--- Begin Data provided ---
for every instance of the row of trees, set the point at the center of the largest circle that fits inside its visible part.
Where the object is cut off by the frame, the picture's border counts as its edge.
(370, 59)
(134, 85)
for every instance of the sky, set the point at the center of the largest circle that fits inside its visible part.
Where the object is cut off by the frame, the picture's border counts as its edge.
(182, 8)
--- End Data provided ---
--- Begin Data provided ---
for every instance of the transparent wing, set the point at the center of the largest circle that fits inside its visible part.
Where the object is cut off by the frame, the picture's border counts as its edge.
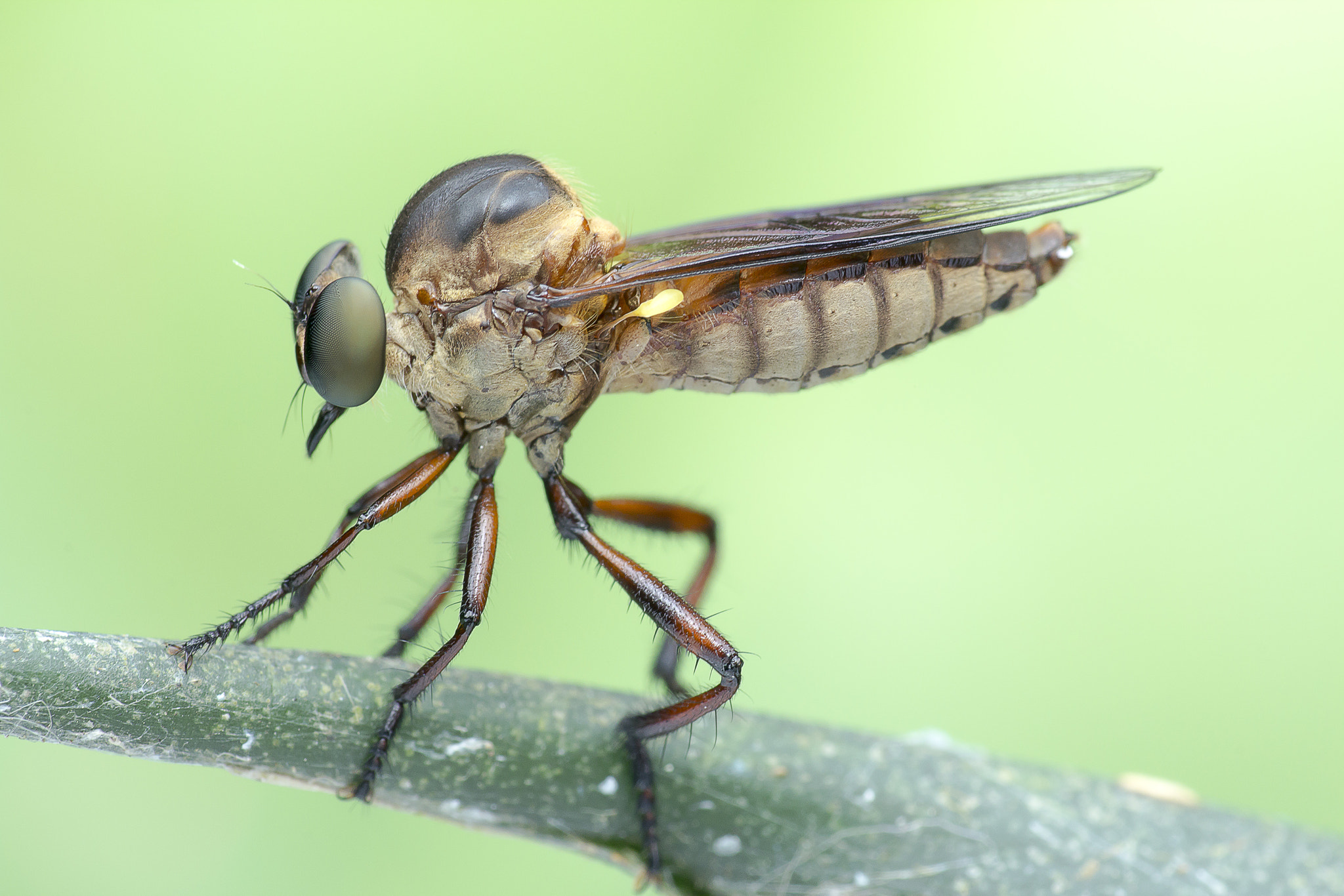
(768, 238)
--- End Data provided ---
--- Begin Data provided ---
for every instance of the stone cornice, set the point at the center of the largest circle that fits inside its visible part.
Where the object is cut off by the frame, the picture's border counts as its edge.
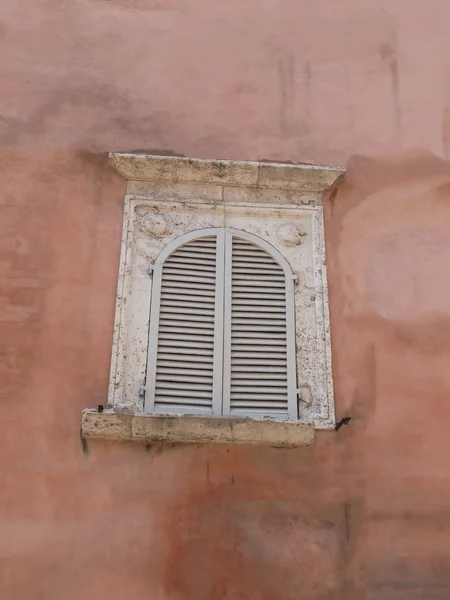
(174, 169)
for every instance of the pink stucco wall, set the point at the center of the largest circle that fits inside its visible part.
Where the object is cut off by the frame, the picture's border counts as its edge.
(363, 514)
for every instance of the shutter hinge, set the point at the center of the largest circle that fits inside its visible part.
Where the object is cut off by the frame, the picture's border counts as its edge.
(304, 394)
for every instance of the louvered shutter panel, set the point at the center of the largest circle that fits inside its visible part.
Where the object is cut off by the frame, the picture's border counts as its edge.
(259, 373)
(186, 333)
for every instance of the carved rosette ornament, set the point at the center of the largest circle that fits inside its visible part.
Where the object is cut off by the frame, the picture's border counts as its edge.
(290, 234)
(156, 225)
--- End Data provided ---
Identify each line in the material above that contains the word "visible" and copy those lines in full.

for every instance of the row of trees, set the point at the center of the largest circle that fits inside its visible part.
for every instance of the sky, set the point at the center of the largest circle that fits inside its visible part.
for every instance of the transparent wing, set the point at the center of the largest circle that fits inside its visible part.
for every instance of the stone cornice, set the point at the center of the largest circle that fits inside its visible part.
for every instance of the pink stucco wall, set the point at the center of the largest circle that fits inside its visible part.
for every instance of the shutter hinge, set the point at the center of the largest circle that fits inside its visible part.
for every instance of the louvered shutter panel, set the point at the center of the largest circle that fits inside its visible part.
for every instance of the carved rosette ornament, set the point at the center of the largest circle that fits inside its visible part.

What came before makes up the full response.